-------- Предоставленный фрагмент

Значит, мы играем без декораций. Но мы с самого начала спектакля как бы договариваемся со зрителями, что вот мы сегодня покажем вам таких-то людей, без грима, немножко намекая на костюмы. И зритель принимает эти правила игры. Через пять минут никого уже не смущает, что, например, Галилея я играю без грима, хотя ему в начале пьесы сорок шесть лет, а в конце семьдесят.

А мне, когда я начинал репетировать роль Галилея, было двадцать шесть или двадцать семь лет. Я играл со своим лицом, только в костюме. У меня была вроде балахона, вроде плаща такая накидка коричневая, очень тяжелая, очень грубый свитер.

----------------
-------- Исходные данные

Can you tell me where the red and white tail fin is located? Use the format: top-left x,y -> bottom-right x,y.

----------------

◆ **Задания для выполнения**:
• 1. Перескажите короче, в виде списка, абзац фрагмента о роли Галилея, который начинается словами «Значит, мы играем без декораций». Сохраните его основные факты.
• 2. Приведите продолжение фрагмента о роли Галилея, начиная сразу после его последнего предложения.

◆ **Ответы к упражнению**:
• 1.
- Спектакль идёт без декораций и без грима, костюмы лишь обозначены.
- С самого начала со зрителями как бы договариваются, каких людей им покажут.
- Зритель принимает эти правила игры.
- Уже через пять минут никого не смущает, что Галилея играют без грима, хотя в начале пьесы ему сорок шесть лет, а в конце семьдесят.

• 2.
И несмотря на то, что в конце пьесы он дряхлый старик, я очень смело беру яркую характерность в Галилее и играю старика, человека с совершенно потухшим взором. Его ничего не интересует, такой немножечко в маразме человек. И он медленно двигает руками. И поэтому абсолютно не нужно гримироваться. Ну, мне так кажется.

Спектакль этот сделан очень своеобразно. У нас в нем, например, два финала. Первый финал: вот Галилей, который абсолютно не интересуется тем, что произошло, ему совершенно не важно, как в связи с его отречением упала наука.

А второй финал – это Галилей, который прекрасно понимает, что сделал громадную ошибку: он отрекся от своего учения, и это отбросило назад науку. Последний монолог я говорю от имени человека зрелого, но абсолютно здорового, который в полном здравии и рассудке и прекрасно понимает, что он натворил.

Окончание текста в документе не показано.